§ **What you are asked to do**: Copy the data below exactly.

***

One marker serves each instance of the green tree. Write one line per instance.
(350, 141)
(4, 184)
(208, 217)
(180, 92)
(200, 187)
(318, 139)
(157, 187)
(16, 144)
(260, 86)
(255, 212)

***

§ **Response to the task**:
One marker serves each instance of the green tree. Write one line per instance.
(350, 141)
(4, 184)
(208, 217)
(180, 92)
(200, 187)
(318, 139)
(157, 187)
(16, 144)
(260, 86)
(255, 212)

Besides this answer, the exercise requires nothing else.